## Data supplied

------------------------------------------------------------------------

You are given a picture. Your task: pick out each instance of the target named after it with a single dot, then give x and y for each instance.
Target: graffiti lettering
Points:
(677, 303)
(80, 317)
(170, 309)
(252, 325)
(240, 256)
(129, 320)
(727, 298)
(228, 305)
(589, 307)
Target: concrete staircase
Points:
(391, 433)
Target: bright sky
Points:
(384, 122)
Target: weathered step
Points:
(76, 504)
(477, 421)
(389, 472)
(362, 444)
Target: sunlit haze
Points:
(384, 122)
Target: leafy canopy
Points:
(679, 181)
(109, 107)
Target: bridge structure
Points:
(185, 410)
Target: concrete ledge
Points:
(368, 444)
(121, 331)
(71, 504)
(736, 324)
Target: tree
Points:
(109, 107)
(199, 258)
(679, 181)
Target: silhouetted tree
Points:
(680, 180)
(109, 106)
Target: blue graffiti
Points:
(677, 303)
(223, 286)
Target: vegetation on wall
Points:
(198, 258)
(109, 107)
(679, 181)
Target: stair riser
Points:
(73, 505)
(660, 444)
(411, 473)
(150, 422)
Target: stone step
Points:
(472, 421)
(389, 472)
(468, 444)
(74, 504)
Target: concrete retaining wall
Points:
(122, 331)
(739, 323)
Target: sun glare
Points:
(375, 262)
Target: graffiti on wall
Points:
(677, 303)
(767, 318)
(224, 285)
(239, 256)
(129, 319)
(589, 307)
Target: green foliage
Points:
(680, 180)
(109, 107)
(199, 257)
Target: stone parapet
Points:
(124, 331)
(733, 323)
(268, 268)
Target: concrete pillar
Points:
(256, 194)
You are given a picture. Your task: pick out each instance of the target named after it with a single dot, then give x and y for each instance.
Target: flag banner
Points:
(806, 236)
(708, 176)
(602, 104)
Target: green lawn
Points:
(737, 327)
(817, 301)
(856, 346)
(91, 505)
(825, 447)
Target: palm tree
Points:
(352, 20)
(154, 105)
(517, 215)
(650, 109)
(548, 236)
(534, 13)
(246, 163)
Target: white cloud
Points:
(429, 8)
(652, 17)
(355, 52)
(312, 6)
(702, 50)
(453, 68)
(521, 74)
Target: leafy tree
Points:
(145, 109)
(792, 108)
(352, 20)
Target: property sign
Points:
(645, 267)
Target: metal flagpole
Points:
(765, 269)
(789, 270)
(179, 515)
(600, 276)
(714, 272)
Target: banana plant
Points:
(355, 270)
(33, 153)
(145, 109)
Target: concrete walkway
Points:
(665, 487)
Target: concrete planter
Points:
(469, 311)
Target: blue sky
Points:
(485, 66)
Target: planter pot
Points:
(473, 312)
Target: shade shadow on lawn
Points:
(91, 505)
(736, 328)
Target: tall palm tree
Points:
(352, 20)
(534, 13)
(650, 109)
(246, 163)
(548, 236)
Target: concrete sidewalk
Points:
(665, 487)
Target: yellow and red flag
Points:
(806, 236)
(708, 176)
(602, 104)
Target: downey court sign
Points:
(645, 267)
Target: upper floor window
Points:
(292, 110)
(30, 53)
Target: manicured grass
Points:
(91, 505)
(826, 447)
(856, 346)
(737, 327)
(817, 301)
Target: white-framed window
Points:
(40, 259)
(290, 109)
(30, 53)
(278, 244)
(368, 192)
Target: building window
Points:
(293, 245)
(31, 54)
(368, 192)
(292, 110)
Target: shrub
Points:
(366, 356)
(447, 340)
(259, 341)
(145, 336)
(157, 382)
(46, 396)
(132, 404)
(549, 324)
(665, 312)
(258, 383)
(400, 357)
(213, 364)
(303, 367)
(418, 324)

------------------------------------------------------------------------

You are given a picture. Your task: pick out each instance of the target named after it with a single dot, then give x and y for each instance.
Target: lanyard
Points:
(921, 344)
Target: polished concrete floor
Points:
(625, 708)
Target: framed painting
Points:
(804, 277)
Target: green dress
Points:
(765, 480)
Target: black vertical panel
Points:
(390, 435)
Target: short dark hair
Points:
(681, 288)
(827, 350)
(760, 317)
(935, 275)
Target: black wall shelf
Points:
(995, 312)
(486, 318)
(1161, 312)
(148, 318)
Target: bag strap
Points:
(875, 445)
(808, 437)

------------------------------------------------------------------------

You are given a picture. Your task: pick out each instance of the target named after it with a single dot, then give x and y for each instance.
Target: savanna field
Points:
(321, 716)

------------------------------------------------------------------------

## Objective
Pull out every line in the records above that contains the string "lawn", and copy each one in full.

## Correct result
Target: green lawn
Target: shade shadow on lawn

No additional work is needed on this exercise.